** Start SOURCE EXCERPT **
Set in the heart of East London’s Limehouse, the once historic location of the capitals China Town, Guardians is an internationally award-winning film made by a close group of old friends. This dark comedy, entirely shot in East London picks on themes of loneliness in London, extortionate London house prices, the rich history of the area and living with weirdos. Filmed in ten days for a strict budget, this witty and sharp feature film was a true labour of love for all involved. BEAST’s Leonie Helm talks to some of the cast and crew about the challenges of making a film this way, finding inspiration in East London, and jockstraps.
Mark A C Brown – Director and screen writer of Guardian’s and East London resident.
Fred Fournier – Editor and producer.
David Whitney – A classically trained actor and stand-up comedian who can be seen every Thursday at the Backyard Comedy Club in Bethnal Green, who plays principle character Lavender.
Matt Predergast – Actor and principle character in Guardian’s, Carlson.
Chris Spyrides – Actor and token cockney, who plays supporting character Spruce in Guardian’s.
Mike Shephard – Actor, comedian and writer for BBC Radio 4 The News Quiz, plays estate agent Buxton.
So this is clearly a good group of friends, how do you all know each other?
** End SOURCE EXCERPT **
** Start PROVIDED MATERIAL **
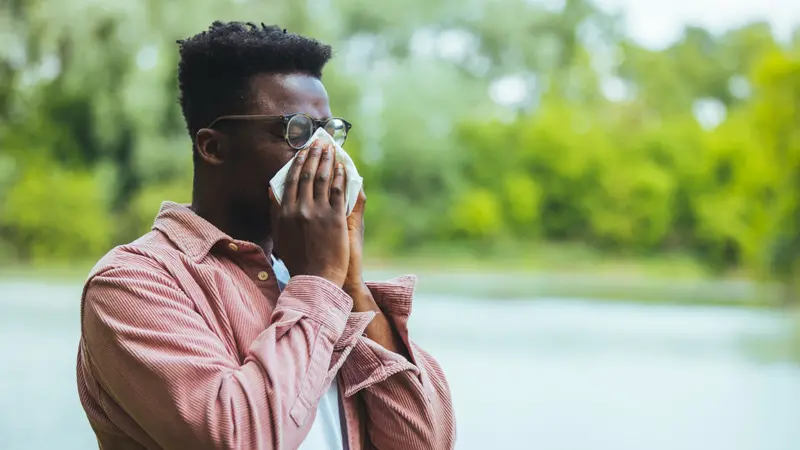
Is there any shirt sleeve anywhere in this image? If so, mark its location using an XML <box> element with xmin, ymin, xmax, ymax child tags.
<box><xmin>341</xmin><ymin>276</ymin><xmax>456</xmax><ymax>450</ymax></box>
<box><xmin>82</xmin><ymin>267</ymin><xmax>371</xmax><ymax>449</ymax></box>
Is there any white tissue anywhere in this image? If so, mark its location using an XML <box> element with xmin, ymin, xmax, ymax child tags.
<box><xmin>269</xmin><ymin>128</ymin><xmax>364</xmax><ymax>216</ymax></box>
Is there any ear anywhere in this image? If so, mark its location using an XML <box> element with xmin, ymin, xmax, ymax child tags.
<box><xmin>195</xmin><ymin>128</ymin><xmax>230</xmax><ymax>166</ymax></box>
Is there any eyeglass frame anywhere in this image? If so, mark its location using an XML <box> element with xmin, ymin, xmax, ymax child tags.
<box><xmin>206</xmin><ymin>113</ymin><xmax>353</xmax><ymax>150</ymax></box>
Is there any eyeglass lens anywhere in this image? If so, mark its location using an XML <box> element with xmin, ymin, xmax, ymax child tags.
<box><xmin>286</xmin><ymin>114</ymin><xmax>347</xmax><ymax>149</ymax></box>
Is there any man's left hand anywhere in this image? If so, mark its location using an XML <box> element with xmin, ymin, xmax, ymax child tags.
<box><xmin>344</xmin><ymin>189</ymin><xmax>367</xmax><ymax>295</ymax></box>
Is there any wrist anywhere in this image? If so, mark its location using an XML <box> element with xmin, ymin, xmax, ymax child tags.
<box><xmin>342</xmin><ymin>279</ymin><xmax>369</xmax><ymax>297</ymax></box>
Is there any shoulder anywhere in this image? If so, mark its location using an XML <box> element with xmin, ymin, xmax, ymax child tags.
<box><xmin>81</xmin><ymin>231</ymin><xmax>191</xmax><ymax>309</ymax></box>
<box><xmin>86</xmin><ymin>230</ymin><xmax>181</xmax><ymax>285</ymax></box>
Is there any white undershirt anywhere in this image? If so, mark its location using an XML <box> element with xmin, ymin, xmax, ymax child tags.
<box><xmin>272</xmin><ymin>256</ymin><xmax>347</xmax><ymax>450</ymax></box>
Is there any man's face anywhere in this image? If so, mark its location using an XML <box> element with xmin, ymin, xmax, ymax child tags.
<box><xmin>214</xmin><ymin>74</ymin><xmax>331</xmax><ymax>230</ymax></box>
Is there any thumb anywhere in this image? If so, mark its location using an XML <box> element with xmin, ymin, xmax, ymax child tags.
<box><xmin>353</xmin><ymin>187</ymin><xmax>367</xmax><ymax>214</ymax></box>
<box><xmin>269</xmin><ymin>188</ymin><xmax>281</xmax><ymax>223</ymax></box>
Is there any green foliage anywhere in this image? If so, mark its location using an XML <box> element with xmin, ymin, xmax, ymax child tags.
<box><xmin>0</xmin><ymin>0</ymin><xmax>800</xmax><ymax>302</ymax></box>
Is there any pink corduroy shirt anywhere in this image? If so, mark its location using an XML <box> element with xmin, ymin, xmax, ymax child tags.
<box><xmin>77</xmin><ymin>202</ymin><xmax>455</xmax><ymax>450</ymax></box>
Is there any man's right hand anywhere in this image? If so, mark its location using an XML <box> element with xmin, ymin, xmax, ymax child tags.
<box><xmin>270</xmin><ymin>142</ymin><xmax>350</xmax><ymax>287</ymax></box>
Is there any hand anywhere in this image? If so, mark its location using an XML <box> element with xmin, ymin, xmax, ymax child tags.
<box><xmin>270</xmin><ymin>142</ymin><xmax>350</xmax><ymax>287</ymax></box>
<box><xmin>344</xmin><ymin>189</ymin><xmax>367</xmax><ymax>295</ymax></box>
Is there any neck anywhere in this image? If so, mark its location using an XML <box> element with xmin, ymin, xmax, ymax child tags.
<box><xmin>191</xmin><ymin>177</ymin><xmax>272</xmax><ymax>255</ymax></box>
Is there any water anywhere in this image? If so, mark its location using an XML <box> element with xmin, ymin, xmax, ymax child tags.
<box><xmin>0</xmin><ymin>281</ymin><xmax>800</xmax><ymax>450</ymax></box>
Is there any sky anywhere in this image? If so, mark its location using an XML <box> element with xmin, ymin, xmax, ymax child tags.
<box><xmin>595</xmin><ymin>0</ymin><xmax>800</xmax><ymax>48</ymax></box>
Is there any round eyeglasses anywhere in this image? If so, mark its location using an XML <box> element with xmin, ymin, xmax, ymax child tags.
<box><xmin>208</xmin><ymin>113</ymin><xmax>352</xmax><ymax>150</ymax></box>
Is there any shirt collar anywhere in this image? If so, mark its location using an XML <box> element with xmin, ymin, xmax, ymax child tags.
<box><xmin>153</xmin><ymin>202</ymin><xmax>234</xmax><ymax>262</ymax></box>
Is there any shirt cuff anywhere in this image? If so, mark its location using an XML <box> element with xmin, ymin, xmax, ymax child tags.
<box><xmin>328</xmin><ymin>311</ymin><xmax>376</xmax><ymax>379</ymax></box>
<box><xmin>275</xmin><ymin>275</ymin><xmax>352</xmax><ymax>332</ymax></box>
<box><xmin>366</xmin><ymin>275</ymin><xmax>417</xmax><ymax>322</ymax></box>
<box><xmin>341</xmin><ymin>336</ymin><xmax>420</xmax><ymax>397</ymax></box>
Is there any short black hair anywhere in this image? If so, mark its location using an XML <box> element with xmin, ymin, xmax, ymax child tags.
<box><xmin>177</xmin><ymin>21</ymin><xmax>332</xmax><ymax>141</ymax></box>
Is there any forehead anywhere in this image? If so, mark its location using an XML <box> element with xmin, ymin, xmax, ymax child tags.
<box><xmin>250</xmin><ymin>73</ymin><xmax>331</xmax><ymax>119</ymax></box>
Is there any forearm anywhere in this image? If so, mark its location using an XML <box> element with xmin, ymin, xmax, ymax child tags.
<box><xmin>345</xmin><ymin>283</ymin><xmax>409</xmax><ymax>359</ymax></box>
<box><xmin>341</xmin><ymin>277</ymin><xmax>455</xmax><ymax>450</ymax></box>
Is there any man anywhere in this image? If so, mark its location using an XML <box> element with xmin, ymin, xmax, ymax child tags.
<box><xmin>78</xmin><ymin>22</ymin><xmax>455</xmax><ymax>450</ymax></box>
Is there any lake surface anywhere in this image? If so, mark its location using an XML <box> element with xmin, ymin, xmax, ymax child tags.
<box><xmin>0</xmin><ymin>280</ymin><xmax>800</xmax><ymax>450</ymax></box>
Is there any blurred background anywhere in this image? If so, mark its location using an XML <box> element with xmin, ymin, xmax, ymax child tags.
<box><xmin>0</xmin><ymin>0</ymin><xmax>800</xmax><ymax>450</ymax></box>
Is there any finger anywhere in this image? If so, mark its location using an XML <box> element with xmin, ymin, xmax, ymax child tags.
<box><xmin>297</xmin><ymin>142</ymin><xmax>322</xmax><ymax>204</ymax></box>
<box><xmin>282</xmin><ymin>149</ymin><xmax>308</xmax><ymax>205</ymax></box>
<box><xmin>314</xmin><ymin>145</ymin><xmax>335</xmax><ymax>204</ymax></box>
<box><xmin>353</xmin><ymin>187</ymin><xmax>367</xmax><ymax>214</ymax></box>
<box><xmin>330</xmin><ymin>163</ymin><xmax>347</xmax><ymax>214</ymax></box>
<box><xmin>269</xmin><ymin>188</ymin><xmax>281</xmax><ymax>230</ymax></box>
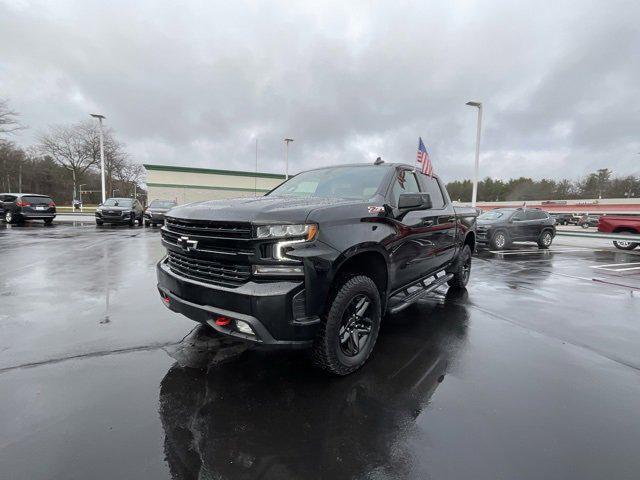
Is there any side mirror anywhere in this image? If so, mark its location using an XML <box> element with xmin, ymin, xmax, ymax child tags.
<box><xmin>398</xmin><ymin>193</ymin><xmax>433</xmax><ymax>216</ymax></box>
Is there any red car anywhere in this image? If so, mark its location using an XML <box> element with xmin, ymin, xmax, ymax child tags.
<box><xmin>598</xmin><ymin>215</ymin><xmax>640</xmax><ymax>250</ymax></box>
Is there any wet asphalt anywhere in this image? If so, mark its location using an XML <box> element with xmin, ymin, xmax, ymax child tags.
<box><xmin>0</xmin><ymin>223</ymin><xmax>640</xmax><ymax>480</ymax></box>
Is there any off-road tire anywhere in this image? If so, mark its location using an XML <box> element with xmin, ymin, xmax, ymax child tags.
<box><xmin>447</xmin><ymin>245</ymin><xmax>471</xmax><ymax>288</ymax></box>
<box><xmin>489</xmin><ymin>230</ymin><xmax>510</xmax><ymax>250</ymax></box>
<box><xmin>538</xmin><ymin>230</ymin><xmax>553</xmax><ymax>249</ymax></box>
<box><xmin>311</xmin><ymin>275</ymin><xmax>382</xmax><ymax>375</ymax></box>
<box><xmin>613</xmin><ymin>230</ymin><xmax>640</xmax><ymax>250</ymax></box>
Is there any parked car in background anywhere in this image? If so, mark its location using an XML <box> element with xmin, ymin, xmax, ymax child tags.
<box><xmin>578</xmin><ymin>215</ymin><xmax>600</xmax><ymax>228</ymax></box>
<box><xmin>95</xmin><ymin>198</ymin><xmax>144</xmax><ymax>227</ymax></box>
<box><xmin>144</xmin><ymin>200</ymin><xmax>178</xmax><ymax>227</ymax></box>
<box><xmin>550</xmin><ymin>213</ymin><xmax>573</xmax><ymax>225</ymax></box>
<box><xmin>598</xmin><ymin>215</ymin><xmax>640</xmax><ymax>250</ymax></box>
<box><xmin>0</xmin><ymin>193</ymin><xmax>56</xmax><ymax>225</ymax></box>
<box><xmin>477</xmin><ymin>208</ymin><xmax>556</xmax><ymax>250</ymax></box>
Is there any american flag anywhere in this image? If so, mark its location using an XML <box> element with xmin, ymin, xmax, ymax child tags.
<box><xmin>416</xmin><ymin>137</ymin><xmax>433</xmax><ymax>177</ymax></box>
** End PROVIDED MATERIAL **
### WRITTEN PROBLEM
Copy out the part of the Guardians interview that begins with the words "Fred Fournier –" and ends after the words "principle character Lavender.", keeping every character as it appears in the text.

### RESPONSE TO THIS TASK
Fred Fournier – Editor and producer.
David Whitney – A classically trained actor and stand-up comedian who can be seen every Thursday at the Backyard Comedy Club in Bethnal Green, who plays principle character Lavender.